**What to work on**
According to the court judgment below, where was the complainant staying after being turned out of the matrimonial home?

**Passage provided**
*-*-*
T.P.S. Mann, J.@mdashLearned counsel for the petitioners while seeking quashing of the FIR and setting aside of the final report u/s 173 Cr.P.C.
has submitted that the Court at Faridabad had no jurisdiction to take cognizance of the offence.
2. It is the case of the prosecution that after being turned out of the matrimonial home, complainant-Disha was staying at Faridabad. A prayer was
made by her in the FIR that her in-laws were using the dowry articles given in her marriage. Further that the dowry articles be recovered and
handed-over to her.
3. In Pratibha Rani Vs. Suraj Kumar and Another, , it was held that the gifts given at the time of marriage of a Hindu woman are her Stridhan
property and the husband though living together with his wife is not entitled to convert the property to his own use without her consent, if it was
placed in his custody. Thus, if the accused dishonestly misappropriated or converted the same to their own use, they would expose themselves for
liability u/s 405 IPC and punishable u/s 406 IPC.
In Dinesh Kumar and others v. Lalita Mor and another, 1995 (3) Cri 326 (Allahabad), the provisions of Section 181(4) Cr.P.C., which reads as
under :-
Any offence of criminal misappropriation or of criminal breach of trust may be inquired into or tried by a Court within whose local jurisdiction the
offence was committed or any part of the property which is the subject of the offence was received or retained, or was required to be returned or
accounted for, by the accused person.
*-*-*
**Raw data**
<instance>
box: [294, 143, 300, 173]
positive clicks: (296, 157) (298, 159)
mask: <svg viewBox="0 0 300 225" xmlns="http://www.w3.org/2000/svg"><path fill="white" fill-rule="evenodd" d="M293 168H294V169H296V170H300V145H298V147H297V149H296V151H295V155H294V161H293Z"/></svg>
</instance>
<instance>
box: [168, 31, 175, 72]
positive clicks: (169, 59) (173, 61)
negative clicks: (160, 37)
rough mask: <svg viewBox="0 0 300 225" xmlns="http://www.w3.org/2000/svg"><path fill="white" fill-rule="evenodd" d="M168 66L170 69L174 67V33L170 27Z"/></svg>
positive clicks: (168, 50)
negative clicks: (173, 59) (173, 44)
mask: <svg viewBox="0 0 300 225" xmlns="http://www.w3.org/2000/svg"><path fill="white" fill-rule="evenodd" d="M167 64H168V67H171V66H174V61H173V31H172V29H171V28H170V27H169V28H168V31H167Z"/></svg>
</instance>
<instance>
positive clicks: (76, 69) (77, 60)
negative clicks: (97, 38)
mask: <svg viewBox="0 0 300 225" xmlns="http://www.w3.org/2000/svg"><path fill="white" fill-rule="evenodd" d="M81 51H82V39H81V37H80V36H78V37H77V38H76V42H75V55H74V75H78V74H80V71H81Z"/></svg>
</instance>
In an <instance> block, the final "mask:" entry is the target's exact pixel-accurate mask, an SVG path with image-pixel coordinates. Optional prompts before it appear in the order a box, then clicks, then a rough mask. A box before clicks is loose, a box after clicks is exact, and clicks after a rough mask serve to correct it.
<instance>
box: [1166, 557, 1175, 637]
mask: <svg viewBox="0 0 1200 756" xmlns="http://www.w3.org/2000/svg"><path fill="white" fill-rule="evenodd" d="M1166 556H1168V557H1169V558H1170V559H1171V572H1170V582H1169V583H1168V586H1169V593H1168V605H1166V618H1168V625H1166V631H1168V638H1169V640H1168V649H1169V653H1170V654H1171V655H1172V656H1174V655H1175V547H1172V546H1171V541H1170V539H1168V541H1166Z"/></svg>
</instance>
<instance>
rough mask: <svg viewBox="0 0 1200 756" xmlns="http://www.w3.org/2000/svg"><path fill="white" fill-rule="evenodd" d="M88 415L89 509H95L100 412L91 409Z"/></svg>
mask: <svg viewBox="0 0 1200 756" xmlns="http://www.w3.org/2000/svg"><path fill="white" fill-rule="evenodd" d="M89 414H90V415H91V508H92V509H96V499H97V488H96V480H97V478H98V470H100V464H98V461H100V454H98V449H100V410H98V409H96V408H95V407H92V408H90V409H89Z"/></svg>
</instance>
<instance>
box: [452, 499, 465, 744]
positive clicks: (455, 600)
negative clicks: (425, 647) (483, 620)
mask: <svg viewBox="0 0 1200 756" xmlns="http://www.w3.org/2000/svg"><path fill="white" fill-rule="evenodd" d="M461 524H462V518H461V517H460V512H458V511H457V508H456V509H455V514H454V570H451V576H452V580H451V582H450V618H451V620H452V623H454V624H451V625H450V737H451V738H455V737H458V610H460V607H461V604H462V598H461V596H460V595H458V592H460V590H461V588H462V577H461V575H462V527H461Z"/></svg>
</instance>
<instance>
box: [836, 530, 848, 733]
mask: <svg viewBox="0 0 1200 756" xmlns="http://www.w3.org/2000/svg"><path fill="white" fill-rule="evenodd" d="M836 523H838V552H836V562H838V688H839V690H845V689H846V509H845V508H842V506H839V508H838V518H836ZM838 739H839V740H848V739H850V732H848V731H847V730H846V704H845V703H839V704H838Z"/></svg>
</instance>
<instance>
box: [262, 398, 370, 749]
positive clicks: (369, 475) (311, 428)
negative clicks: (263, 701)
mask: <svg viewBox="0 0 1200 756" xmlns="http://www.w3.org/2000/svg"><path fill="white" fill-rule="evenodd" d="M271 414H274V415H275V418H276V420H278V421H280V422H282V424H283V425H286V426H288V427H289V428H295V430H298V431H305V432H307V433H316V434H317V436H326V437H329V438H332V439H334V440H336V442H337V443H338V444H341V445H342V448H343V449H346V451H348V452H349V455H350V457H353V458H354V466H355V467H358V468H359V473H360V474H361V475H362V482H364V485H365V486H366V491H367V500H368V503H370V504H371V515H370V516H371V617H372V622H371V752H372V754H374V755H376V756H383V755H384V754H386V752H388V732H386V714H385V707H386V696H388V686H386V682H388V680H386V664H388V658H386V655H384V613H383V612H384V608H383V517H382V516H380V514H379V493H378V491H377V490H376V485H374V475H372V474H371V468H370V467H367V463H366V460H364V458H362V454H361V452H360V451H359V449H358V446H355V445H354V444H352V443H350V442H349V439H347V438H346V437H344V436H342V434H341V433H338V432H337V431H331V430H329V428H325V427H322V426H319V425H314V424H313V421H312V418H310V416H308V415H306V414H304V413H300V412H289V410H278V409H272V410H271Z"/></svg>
*-*-*
**Written reply**
Faridabad